In ruling to the contrary here, the district court did not have the benefit of our opinion in Sutton. The Board contends Sutton is not controlling for several reasons. It first claims the present circumstances amount at most to constructive waiver, which the Supreme Court held in College Sav. Bank v. Florida Prepaid Postsecondary Educ. Expense Bd., 527 U.S. 666, 675-81 (1999), has no place in sovereign immunity jurisprudence.
We do not agree that the viability of Sutton was undercut by the Court's ruling in College Savings Bank. There the Court addressed an argument that implied or constructive waiver arises when federal legislation unambiguously provides that a state will be subject to suit if it engages in specified activity, and the state then voluntarily elects to undertake that activity. See id. at 679. Although the Court held that constructive waiver does not exist in that situation, it expressly distinguished cases in which a state affirmatively invokes the jurisdiction of a federal court or makes a clear declaration of its intent to submit itself to a federal court's jurisdiction. See id. at 676, 681 n.3 (citing Gardner v. New Jersey, 329 U.S. 565 (1947), "for the unremarkable proposition that a State waives its sovereign immunity by voluntarily invoking the jurisdiction of the federal courts.").
The Board also asserts Sutton is factually distinguishable, pointing out that the defendants there not only removed the case to federal court, they thereafter litigated the merits and did not raise their entitlement to Eleventh Amendment immunity until oral argument on appeal. Our review of the record here, however, reveals no significant differences between these proceedings and those in Sutton, particularly in light of Justice Kennedy's concurrence in Schacht, 524 U.S. at 393, on which we relied in Sutton. Although the Board did raise the issue of its immunity in the district court, it also asserted that Mr. McLaughlin failed to state a section 1983 claim in light of Will, 491 U.S. 58. By relying on Will, the Board was contesting the merits of Mr. McLaughlin's constitutional claim. See Schacht, 524 U.S. at 390; Sutton, 173 F.3d at 1237. Indeed, the Board conceded at oral argument that its primary reason for removing this action was its desire to pursue the Will defense in federal rather than state court. Under these circumstances, we are persuaded the Board affirmatively invoked the jurisdiction of the federal court.
========================================================================
Can you reproduce the passage on sovereign immunity word for word, starting at "In ruling to" and ending after "sovereign immunity jurisprudence."?

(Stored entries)
========================================================================
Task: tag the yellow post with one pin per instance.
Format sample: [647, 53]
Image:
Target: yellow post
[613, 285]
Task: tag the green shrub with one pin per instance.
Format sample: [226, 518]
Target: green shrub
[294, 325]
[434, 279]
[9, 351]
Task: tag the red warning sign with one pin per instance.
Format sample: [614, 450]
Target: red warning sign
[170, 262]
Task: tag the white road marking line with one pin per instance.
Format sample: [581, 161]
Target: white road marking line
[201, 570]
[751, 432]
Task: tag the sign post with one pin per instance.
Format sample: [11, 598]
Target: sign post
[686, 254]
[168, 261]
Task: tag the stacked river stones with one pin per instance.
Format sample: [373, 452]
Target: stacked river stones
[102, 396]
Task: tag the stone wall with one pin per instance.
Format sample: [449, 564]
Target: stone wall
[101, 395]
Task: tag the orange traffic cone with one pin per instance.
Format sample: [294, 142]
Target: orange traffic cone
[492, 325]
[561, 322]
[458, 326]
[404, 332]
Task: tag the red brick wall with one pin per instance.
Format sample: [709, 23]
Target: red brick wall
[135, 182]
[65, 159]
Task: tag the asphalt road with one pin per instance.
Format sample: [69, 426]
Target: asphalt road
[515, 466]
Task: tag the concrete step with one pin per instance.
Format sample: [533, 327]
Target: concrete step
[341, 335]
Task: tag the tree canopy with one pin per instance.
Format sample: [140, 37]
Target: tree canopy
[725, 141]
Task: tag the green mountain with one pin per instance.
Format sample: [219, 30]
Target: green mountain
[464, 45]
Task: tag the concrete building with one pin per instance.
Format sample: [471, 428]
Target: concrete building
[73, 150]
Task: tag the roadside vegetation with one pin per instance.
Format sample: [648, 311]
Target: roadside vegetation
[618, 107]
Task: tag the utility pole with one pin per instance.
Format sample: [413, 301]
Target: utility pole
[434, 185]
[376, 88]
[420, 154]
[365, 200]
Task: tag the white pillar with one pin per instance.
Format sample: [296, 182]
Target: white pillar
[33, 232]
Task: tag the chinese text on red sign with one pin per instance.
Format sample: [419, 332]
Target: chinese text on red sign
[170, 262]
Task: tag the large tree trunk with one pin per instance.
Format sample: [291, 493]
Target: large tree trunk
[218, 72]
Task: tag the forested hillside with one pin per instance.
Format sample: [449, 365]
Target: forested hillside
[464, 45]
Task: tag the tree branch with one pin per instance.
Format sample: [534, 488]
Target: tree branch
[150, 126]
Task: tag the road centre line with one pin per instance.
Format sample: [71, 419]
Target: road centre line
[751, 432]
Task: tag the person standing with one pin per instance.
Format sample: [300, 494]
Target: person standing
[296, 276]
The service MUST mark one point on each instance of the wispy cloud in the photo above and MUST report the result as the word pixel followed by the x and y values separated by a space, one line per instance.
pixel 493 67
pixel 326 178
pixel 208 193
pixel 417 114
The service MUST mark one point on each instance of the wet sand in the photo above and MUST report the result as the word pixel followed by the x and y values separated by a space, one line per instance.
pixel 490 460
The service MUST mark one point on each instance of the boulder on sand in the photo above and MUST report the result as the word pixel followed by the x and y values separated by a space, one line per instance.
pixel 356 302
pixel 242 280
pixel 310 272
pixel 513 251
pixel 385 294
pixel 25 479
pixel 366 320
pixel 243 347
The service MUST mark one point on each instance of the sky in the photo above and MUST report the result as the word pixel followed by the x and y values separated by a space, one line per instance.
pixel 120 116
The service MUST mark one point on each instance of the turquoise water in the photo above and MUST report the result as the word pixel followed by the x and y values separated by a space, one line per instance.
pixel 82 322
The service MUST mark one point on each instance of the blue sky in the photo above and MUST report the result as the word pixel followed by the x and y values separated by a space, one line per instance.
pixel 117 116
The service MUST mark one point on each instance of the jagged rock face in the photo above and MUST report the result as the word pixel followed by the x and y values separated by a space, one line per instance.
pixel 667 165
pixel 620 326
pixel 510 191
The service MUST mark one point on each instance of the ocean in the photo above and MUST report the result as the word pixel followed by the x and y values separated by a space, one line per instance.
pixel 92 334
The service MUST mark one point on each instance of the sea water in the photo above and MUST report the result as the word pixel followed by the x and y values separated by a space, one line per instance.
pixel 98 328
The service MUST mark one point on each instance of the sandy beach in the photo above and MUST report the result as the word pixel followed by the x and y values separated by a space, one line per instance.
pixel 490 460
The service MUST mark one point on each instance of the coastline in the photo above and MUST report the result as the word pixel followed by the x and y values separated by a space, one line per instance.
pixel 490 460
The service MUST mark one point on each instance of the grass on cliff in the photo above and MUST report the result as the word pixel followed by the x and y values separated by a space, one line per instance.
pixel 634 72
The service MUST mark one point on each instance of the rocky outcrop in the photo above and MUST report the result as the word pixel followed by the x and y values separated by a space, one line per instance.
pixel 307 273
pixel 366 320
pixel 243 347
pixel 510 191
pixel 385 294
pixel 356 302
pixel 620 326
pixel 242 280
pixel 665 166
========================================================================
▶ **Result for this task**:
In ruling to the contrary here, the district court did not have the benefit of our opinion in Sutton. The Board contends Sutton is not controlling for several reasons. It first claims the present circumstances amount at most to constructive waiver, which the Supreme Court held in College Sav. Bank v. Florida Prepaid Postsecondary Educ. Expense Bd., 527 U.S. 666, 675-81 (1999), has no place in sovereign immunity jurisprudence.